== AVAILABLE RECORDS ==
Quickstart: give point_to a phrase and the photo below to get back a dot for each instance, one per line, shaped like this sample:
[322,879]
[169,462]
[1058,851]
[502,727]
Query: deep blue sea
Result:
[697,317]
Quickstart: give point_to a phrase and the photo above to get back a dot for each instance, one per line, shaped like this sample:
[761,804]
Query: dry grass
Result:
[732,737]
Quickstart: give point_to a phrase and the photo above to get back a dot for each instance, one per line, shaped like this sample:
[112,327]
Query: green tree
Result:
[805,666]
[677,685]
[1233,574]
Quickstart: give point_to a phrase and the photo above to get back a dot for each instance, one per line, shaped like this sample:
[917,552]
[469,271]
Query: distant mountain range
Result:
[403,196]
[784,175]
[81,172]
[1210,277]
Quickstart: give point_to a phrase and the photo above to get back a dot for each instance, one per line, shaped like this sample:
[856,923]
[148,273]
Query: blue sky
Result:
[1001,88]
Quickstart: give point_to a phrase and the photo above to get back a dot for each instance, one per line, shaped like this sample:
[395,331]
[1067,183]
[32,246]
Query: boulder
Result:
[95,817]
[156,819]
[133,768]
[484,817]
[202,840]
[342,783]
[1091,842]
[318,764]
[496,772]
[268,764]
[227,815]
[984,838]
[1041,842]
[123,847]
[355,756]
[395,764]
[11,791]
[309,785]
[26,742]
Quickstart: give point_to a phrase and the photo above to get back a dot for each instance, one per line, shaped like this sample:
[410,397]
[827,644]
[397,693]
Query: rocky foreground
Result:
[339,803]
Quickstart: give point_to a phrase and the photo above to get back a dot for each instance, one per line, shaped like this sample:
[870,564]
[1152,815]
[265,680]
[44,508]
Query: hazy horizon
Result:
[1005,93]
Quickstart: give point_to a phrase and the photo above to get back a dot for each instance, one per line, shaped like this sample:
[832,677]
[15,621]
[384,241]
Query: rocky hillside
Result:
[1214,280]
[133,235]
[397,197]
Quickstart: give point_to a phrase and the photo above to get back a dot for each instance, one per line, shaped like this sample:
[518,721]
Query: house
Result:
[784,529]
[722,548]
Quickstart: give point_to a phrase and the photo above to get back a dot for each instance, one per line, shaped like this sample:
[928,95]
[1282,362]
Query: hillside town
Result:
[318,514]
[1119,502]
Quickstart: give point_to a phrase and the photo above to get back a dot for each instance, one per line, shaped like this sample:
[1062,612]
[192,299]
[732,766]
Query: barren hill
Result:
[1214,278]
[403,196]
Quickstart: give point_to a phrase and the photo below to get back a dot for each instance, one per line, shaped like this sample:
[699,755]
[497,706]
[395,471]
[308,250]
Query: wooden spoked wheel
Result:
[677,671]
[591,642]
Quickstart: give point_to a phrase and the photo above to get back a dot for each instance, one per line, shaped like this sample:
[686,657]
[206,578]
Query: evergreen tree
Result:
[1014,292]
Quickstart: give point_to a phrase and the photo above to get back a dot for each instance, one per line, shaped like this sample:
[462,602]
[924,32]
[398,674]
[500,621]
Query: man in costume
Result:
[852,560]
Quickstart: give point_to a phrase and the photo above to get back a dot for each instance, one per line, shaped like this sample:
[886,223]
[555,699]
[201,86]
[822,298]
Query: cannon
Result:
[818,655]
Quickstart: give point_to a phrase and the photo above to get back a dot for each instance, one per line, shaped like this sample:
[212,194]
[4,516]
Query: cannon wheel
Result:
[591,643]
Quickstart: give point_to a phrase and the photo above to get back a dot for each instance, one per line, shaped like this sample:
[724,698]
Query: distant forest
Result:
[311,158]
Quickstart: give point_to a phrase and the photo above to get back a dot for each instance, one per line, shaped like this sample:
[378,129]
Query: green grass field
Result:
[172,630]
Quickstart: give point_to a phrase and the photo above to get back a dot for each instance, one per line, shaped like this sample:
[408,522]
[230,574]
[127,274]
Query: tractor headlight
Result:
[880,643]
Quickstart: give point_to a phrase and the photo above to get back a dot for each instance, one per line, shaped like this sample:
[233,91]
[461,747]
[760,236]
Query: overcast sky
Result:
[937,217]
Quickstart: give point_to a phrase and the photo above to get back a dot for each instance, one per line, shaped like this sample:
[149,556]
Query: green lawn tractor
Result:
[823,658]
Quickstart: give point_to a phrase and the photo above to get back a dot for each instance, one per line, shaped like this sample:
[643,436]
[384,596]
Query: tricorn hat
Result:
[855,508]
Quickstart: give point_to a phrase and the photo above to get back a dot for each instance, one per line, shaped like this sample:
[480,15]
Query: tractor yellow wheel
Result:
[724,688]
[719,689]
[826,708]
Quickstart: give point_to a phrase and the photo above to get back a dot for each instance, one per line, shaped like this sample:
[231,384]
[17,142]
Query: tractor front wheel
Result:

== YOUR INSTRUCTIONS ==
Quote each line of the listing above exactly.

== TASK OUTPUT ==
Quickstart: give point_to a phrase and the photo below to get back a dot for each instance, one per line, shaped like this sample:
[322,879]
[169,462]
[1058,851]
[502,727]
Query: deep blue sea
Result:
[697,317]
Quickstart: give point_to a phrase and the photo above to get back a dot for each instance, one per line, shaped like this sample:
[761,804]
Query: dry grass
Result:
[732,737]
Quickstart: give point_to a phrase and the photo above to get back a dot for each instance, one per line, shaped like this sample:
[112,327]
Query: green tree
Result:
[805,666]
[677,685]
[1233,574]
Quickstart: give point_to a phrase and the photo above to get back a dot for each instance, one per line, shaped like this sample:
[917,552]
[469,271]
Query: distant mountain range
Result:
[403,196]
[784,175]
[81,172]
[1210,277]
Quickstart: give point_to a phrase and the photo above to get back a dot for each instance, one per line, shaped like this sample:
[856,923]
[148,273]
Query: blue sky
Result:
[1001,88]
Quickstart: give point_to a phrase and the photo above to get back a dot for each instance, one per line, shaped like this sample:
[395,331]
[1067,183]
[32,246]
Query: boulder
Result:
[95,817]
[156,819]
[133,768]
[484,817]
[202,840]
[342,783]
[1091,842]
[318,764]
[496,772]
[268,764]
[227,815]
[984,838]
[1041,842]
[123,847]
[355,756]
[395,764]
[11,791]
[309,785]
[26,742]
Quickstart: give point_to a phrase and the photo above to get back a dot for each instance, one per line, shaped like this sample:
[410,397]
[827,644]
[397,693]
Query: rocky foreground
Result:
[339,803]
Quickstart: give point_to a phrase and the photo above to get back a dot for each instance, one per line, shaped like this sample:
[870,564]
[1152,815]
[265,680]
[44,508]
Query: hazy horizon
Result:
[1005,93]
Quickstart: give point_to a phrase and the photo above to get back a dot for each instance, one per line, shaped like this sample:
[832,677]
[15,621]
[384,241]
Query: rocky hillside
Result:
[1214,280]
[133,235]
[397,197]
Quickstart: give point_to a phrase and the photo above to get back a dot for each instance, one per line, shaped like this sample:
[518,721]
Query: house
Result:
[784,529]
[722,548]
Quickstart: give point_to a phrase and the photo above to get back a dot for each instance, one per line, shaped like this sample:
[928,95]
[1282,362]
Query: hillside town
Result:
[318,514]
[1119,502]
Quickstart: give point_to a phrase and the photo above to get back a dot for each instance, one per line, shaped like this sample:
[1062,612]
[192,299]
[732,766]
Query: barren hill
Result:
[1214,278]
[403,196]
Quickstart: give point_to a phrase and the photo below to get back a dot for each instance, one per line, shaped like this sample:
[699,755]
[497,706]
[395,471]
[308,250]
Query: wooden spoked wheel
Result:
[677,671]
[591,642]
Quickstart: give point_to a phrase and the photo above to get back a dot for each instance, one per line, shaped like this sample:
[686,657]
[206,578]
Query: evergreen tree
Result:
[1014,292]
Quickstart: give point_to a phrase and the photo above to get back a dot for each instance, one per line, shaped like this sample:
[462,602]
[924,32]
[398,674]
[500,621]
Query: man in costume
Result:
[852,560]
Quickstart: give point_to a phrase and the photo above to get back a dot for each instance, one per line, shaped like this sample:
[886,223]
[555,699]
[201,86]
[822,298]
Query: cannon
Result:
[818,655]
Quickstart: give point_to a phrase and the photo above to get back a dot for each instance, one per line, shaped like this sample:
[212,194]
[4,516]
Query: cannon wheel
Result:
[591,643]
Quickstart: give point_to a phrase and the photo above to get back a dot for each instance, one per line, shaped like this sample:
[724,698]
Query: distant forest
Result:
[311,158]
Quickstart: give point_to a phrase and the photo above to get back a dot for each instance, one per line, shaped like this sample:
[378,129]
Query: green grass field
Result:
[172,630]
Quickstart: give point_to a phrase and the photo above to get back a dot for each instance, one per line, shaped like this sample:
[408,522]
[230,574]
[127,274]
Query: tractor headlight
Result:
[880,643]
Quickstart: give point_to a phrase and the photo above to get back a dot for each instance, one per line, shaped like this sample:
[233,91]
[461,747]
[760,236]
Query: overcast sky
Result:
[937,217]
Quickstart: give point_to a phrase and the photo above to get back a dot for each instance, one per line, shaped like this sample:
[149,556]
Query: green lawn tractor
Result:
[823,658]
Quickstart: give point_to a phrase and the photo above to get back a dot for each instance, one per line, shaped like this sample:
[643,436]
[384,596]
Query: tricorn hat
Result:
[855,508]
Quickstart: give point_to a phrase and the photo above to get back a dot for each instance, one per line, shaped like this sample:
[480,15]
Query: tractor yellow wheel
Result:
[724,688]
[719,689]
[826,708]
Quickstart: give point_to a phrase and the photo above to get back a dot for each instance, one per line, shaped like this sample:
[231,384]
[17,142]
Query: tractor front wheel
Result:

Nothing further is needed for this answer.